**Instructions for the task:** Translate this sentence from the forum post about anonymous functions into Spanish: "I would like to understand (with official documentation if possible) what rules anonymous functions use to decide what data to carry around."

**Reading text:**
==================================================
What extra data is stored by an anonymous function?

12 views (last 30 days)
I have learned recently, that anonymous functions can carry around large amounts of extra data from the workspace that they don't use, even if this data is created after the anonymous function. The following example, together with the FUNCTIONS comand, illustrates this,
function fun=test
a=1;
b=2;
c=3;
fun=@(x)x+b+a;
a=7;
b=rand(1000);
c=5;
q=3;
r=4;
end
Now, back in the base workspace, when I apply the functions() command to 'fun', I see
>> fun=test; s=functions(fun); s.workspace{:}
ans =
b: 2
a: 1
ans =
fun: @(x)x+b+a
a: 1
b: [1000x1000 double]
c: 3
I would like to understand (with official documentation if possible) what rules anonymous functions use to decide what data to carry around. The above seems to suggest that s.workspace{1} will always contain the external variables and their values that the anonymous function actually uses. Meanwhile s.workspace{2} seems to contain updates to variables that came into scope before fun was defined. Am I correct that these are the rules? But if so, then why, in the above, does s.workspace{2} contain an update to b, but not to a and c?
==================================================
**Records shown:**
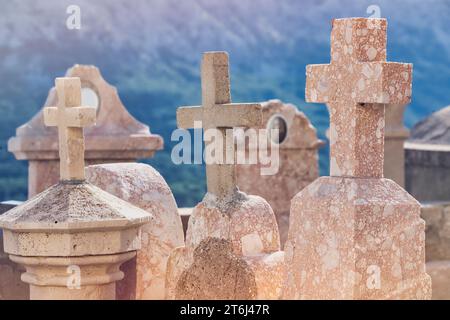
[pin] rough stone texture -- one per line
(73, 237)
(298, 163)
(117, 136)
(70, 118)
(355, 85)
(437, 249)
(439, 272)
(342, 226)
(437, 219)
(355, 235)
(427, 158)
(238, 246)
(394, 153)
(227, 227)
(142, 186)
(72, 220)
(217, 112)
(45, 224)
(11, 287)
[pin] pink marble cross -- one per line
(356, 86)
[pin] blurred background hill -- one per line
(151, 50)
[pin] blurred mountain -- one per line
(151, 51)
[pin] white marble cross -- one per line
(218, 112)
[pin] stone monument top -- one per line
(352, 85)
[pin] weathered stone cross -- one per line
(70, 118)
(217, 112)
(356, 86)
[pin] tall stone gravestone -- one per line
(73, 237)
(232, 243)
(297, 144)
(117, 137)
(356, 235)
(142, 186)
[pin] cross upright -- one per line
(70, 118)
(217, 112)
(357, 85)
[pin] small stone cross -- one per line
(218, 112)
(356, 86)
(70, 118)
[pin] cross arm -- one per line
(186, 116)
(221, 115)
(73, 116)
(318, 83)
(383, 82)
(235, 115)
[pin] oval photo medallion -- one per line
(277, 122)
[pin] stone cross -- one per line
(70, 118)
(356, 86)
(217, 112)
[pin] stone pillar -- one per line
(55, 278)
(232, 244)
(117, 136)
(394, 153)
(11, 287)
(356, 235)
(72, 237)
(297, 166)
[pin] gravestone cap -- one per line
(73, 217)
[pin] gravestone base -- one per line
(232, 252)
(356, 238)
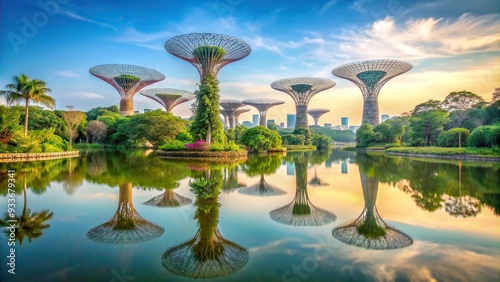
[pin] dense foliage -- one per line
(206, 124)
(261, 138)
(430, 124)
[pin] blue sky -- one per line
(453, 45)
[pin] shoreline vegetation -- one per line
(23, 157)
(467, 153)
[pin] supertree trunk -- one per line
(301, 117)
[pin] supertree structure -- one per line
(238, 112)
(208, 53)
(369, 230)
(317, 113)
(370, 76)
(230, 180)
(262, 105)
(225, 116)
(126, 226)
(207, 254)
(168, 97)
(316, 181)
(302, 89)
(169, 199)
(127, 80)
(230, 106)
(301, 212)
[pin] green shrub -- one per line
(321, 142)
(184, 136)
(230, 146)
(292, 139)
(261, 138)
(174, 145)
(306, 133)
(485, 136)
(450, 137)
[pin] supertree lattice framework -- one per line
(198, 49)
(301, 212)
(302, 89)
(262, 189)
(369, 230)
(224, 258)
(316, 181)
(168, 97)
(238, 112)
(207, 254)
(230, 106)
(226, 117)
(262, 105)
(370, 76)
(126, 226)
(127, 80)
(169, 199)
(317, 113)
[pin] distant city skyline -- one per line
(453, 46)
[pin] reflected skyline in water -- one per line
(444, 207)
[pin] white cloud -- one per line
(421, 38)
(91, 95)
(82, 18)
(67, 73)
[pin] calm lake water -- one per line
(332, 216)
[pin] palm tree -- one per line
(29, 224)
(22, 88)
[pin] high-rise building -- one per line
(344, 121)
(290, 121)
(384, 117)
(255, 120)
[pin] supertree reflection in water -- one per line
(126, 226)
(169, 199)
(301, 212)
(262, 165)
(369, 230)
(207, 254)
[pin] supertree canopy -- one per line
(262, 105)
(369, 230)
(370, 76)
(126, 226)
(230, 106)
(317, 113)
(301, 212)
(208, 52)
(127, 80)
(302, 89)
(168, 97)
(207, 254)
==================================================
**Result of this task:** Me gustaría entender (con documentación oficial, si es posible) qué reglas usan las funciones anónimas para decidir qué datos llevar consigo.